> _ZADANIE DO WYKONANIA_
Zaktualizuj fragment o wózku rok po roku: przepisz wszystko od słów "Uwielbiam być aktywna, spędzać" w dół aż po słowa "cena jest kosmiczna.", wstawiając "budka" w miejsce "gondola".

> _FRAGMENT_
·····

Czy warto mieć wózek rok po roku?

Do lipca czasu zostało niewiele. Nauczeni doświadczeniem po Lusi postanowiliśmy rozłożyć zakup wyprawki dla synka na raty, aby potem w jednym miesiącu nie musieć latać po sklepach i zostawić całą pensje. Naszym pierwszym zakupem miał być wózek.

Długo myśleliśmy i czytaliśmy na różnych forach o wózkach rok po roku. Na nasze szczęście na osiedlu też mieszka kilka mam mająca dzieci z różnicą 1,5-2 latka. Postanowiliśmy ich także zapytać o zdanie co takich wózkach myślą, tym bardziej, że z takich korzystały. Najpierw myślałam, że wystarczy nam nakładka, że dziecko stoi przy rączce. Jednak mamusie mnie wyprowadziły z tego błędu, że na dalsze trasy dziecko nie da rady ustać, a niekiedy także będzie chciało spać.
W przekonaniu, że w naszym przypadku, gdzie mieszkamy na obrzeżach Wrocławia i w sumie mąż cały dzień w pracy a ja będę sama z dziećmi i zdana na komunikacje utwierdziła nas sytuacja.
zdjęcie z aukcji allegro
Byliśmy z Lusią w przychodni na kontroli wagi itp. W poczekalni była młoda Pani z 2 dzieci, miała 10 dniowego niemowlaka i 2 letnią córkę przed przychodnią czekał też pies labrador. Wychodziła wraz z nami. Okazało się, że pada. Uwierzcie mi nie chcielibyście być na miejscu tej kobiety. Ona chciała jak najszybciej do domu, a tu psikus. W wózku niemowlak spał, za to pies nie chciał być mokry więc próbował wejść pod wózek, a córeczka zła, że moknie siadła na tym mokrym chodniku, bo jej brat jedzie a ona nie. Mina tej kobiety mówiła jedno, mam dość i zaraz wyjdę z siebie. To był ten moment kiedy stwierdziłam, nie chce tak skończyć.
Uwielbiam być aktywna, spędzać czas na dworze. Więc ponieważ mam zostać z tymi bomblami moimi sama całe dnie wózek rok po roku to zbawienie.
Zaczęłam szukać tego ideału. Miałam dość spore wymagania, bowiem różnica między moimi dziećmi ma być 22 miesiące. Co za tym idzie nie zawsze będę potrzebować podwójnego.

  • wózek musiał mieć możliwość bycia pojedynczym i podwójnym. Taki 2w1 :)
  • musiał być mały po złożeniu bo lubimy wypady za miasto a auto się nie rozciągnie 
  • musiała być duża gondola
  • lekki bo znoszenie po schodach ciężkiego odpada
  • mieć tylne pompowane koła a przednie skrętne
  • wygodnie się prowadzić
  • rączka regulowana bo ja niska a mąż wyższy
  • wygodna spacerówka, którą będę mogła regulować, jak Lusia zaśnie
  • cena też nie jakaś wysoka
Po długich szukaniach znalazłam ideał okazał się nim iCandy Pear. O nowym mogłam zapomnieć, bo jego cena jest kosmiczna.

·····

> _ZAWARTOŚĆ ZBIORU DANYCH_
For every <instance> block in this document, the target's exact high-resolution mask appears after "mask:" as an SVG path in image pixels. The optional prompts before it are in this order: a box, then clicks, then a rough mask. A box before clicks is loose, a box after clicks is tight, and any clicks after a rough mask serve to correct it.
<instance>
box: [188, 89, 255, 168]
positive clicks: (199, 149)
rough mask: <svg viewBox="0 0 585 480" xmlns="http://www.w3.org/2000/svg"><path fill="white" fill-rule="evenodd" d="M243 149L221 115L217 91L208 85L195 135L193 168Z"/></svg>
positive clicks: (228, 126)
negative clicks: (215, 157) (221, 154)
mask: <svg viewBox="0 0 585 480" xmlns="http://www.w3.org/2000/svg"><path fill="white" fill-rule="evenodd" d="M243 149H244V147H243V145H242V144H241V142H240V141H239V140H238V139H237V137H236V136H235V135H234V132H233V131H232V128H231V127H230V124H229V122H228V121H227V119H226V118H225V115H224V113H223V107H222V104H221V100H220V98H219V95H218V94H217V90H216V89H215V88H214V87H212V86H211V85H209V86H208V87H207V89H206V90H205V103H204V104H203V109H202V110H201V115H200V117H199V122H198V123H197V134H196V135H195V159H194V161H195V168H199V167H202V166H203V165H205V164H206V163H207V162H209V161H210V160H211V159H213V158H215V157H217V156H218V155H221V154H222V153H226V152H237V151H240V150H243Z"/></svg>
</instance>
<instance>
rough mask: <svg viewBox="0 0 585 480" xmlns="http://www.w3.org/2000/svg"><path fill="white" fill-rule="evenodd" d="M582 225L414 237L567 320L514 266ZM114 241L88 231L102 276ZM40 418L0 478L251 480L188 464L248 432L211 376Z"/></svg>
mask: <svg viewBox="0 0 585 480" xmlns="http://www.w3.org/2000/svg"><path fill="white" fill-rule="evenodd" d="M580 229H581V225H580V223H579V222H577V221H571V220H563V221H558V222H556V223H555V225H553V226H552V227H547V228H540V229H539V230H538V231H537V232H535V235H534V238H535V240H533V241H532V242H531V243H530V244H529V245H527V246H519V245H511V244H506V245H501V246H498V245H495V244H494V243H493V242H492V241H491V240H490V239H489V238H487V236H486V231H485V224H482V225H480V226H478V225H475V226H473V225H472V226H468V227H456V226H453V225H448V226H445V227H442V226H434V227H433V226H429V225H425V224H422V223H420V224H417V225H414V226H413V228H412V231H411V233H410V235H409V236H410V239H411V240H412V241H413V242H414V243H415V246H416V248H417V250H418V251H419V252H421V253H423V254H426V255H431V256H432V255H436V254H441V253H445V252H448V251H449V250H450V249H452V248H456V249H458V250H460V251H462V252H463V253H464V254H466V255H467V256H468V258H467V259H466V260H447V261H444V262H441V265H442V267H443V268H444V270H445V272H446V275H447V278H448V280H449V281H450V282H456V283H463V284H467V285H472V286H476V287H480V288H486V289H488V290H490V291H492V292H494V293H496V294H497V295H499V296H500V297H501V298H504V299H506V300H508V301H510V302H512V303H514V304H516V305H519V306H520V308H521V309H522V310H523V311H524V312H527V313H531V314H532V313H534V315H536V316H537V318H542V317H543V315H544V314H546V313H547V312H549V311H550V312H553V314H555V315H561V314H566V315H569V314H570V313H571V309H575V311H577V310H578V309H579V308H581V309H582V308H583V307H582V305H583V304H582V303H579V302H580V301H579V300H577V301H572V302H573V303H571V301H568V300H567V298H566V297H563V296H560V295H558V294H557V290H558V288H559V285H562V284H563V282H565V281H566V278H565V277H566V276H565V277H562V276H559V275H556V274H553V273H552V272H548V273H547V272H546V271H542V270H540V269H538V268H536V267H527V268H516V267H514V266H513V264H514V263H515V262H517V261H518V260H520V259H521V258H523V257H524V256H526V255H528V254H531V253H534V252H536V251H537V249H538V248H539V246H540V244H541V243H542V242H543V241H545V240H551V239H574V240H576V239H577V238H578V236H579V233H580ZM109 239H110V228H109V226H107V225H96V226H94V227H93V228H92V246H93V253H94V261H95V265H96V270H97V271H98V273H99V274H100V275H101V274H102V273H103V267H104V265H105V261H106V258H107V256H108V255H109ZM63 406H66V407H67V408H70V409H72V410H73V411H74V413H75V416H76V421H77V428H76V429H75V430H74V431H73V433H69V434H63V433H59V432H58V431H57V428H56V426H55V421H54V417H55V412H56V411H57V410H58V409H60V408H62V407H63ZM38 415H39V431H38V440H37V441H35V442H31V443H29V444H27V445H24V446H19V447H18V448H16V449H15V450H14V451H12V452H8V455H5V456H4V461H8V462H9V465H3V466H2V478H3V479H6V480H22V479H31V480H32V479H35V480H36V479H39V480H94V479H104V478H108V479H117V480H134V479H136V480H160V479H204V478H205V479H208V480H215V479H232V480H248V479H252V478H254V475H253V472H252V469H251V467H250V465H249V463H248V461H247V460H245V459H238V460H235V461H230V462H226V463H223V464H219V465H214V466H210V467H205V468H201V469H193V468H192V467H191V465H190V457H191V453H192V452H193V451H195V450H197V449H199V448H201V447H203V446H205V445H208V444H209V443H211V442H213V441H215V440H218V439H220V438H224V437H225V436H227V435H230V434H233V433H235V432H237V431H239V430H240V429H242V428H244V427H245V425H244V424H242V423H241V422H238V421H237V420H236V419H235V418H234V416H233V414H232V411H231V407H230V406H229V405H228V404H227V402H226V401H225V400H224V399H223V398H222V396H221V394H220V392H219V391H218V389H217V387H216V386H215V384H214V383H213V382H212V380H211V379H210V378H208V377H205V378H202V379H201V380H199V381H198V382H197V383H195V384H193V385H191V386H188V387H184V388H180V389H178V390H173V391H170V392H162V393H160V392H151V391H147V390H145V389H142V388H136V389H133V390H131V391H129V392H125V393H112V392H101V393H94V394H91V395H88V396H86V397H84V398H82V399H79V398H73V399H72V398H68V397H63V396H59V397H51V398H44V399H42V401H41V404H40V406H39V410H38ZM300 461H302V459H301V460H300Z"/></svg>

·····

> _ROZWIĄZANIE PROBLEMU_
Uwielbiam być aktywna, spędzać czas na dworze. Więc ponieważ mam zostać z tymi bomblami moimi sama całe dnie wózek rok po roku to zbawienie.
Zaczęłam szukać tego ideału. Miałam dość spore wymagania, bowiem różnica między moimi dziećmi ma być 22 miesiące. Co za tym idzie nie zawsze będę potrzebować podwójnego.

  • wózek musiał mieć możliwość bycia pojedynczym i podwójnym. Taki 2w1 :)
  • musiał być mały po złożeniu bo lubimy wypady za miasto a auto się nie rozciągnie 
  • musiała być duża budka
  • lekki bo znoszenie po schodach ciężkiego odpada
  • mieć tylne pompowane koła a przednie skrętne
  • wygodnie się prowadzić
  • rączka regulowana bo ja niska a mąż wyższy
  • wygodna spacerówka, którą będę mogła regulować, jak Lusia zaśnie
  • cena też nie jakaś wysoka
Po długich szukaniach znalazłam ideał okazał się nim iCandy Pear. O nowym mogłam zapomnieć, bo jego cena jest kosmiczna.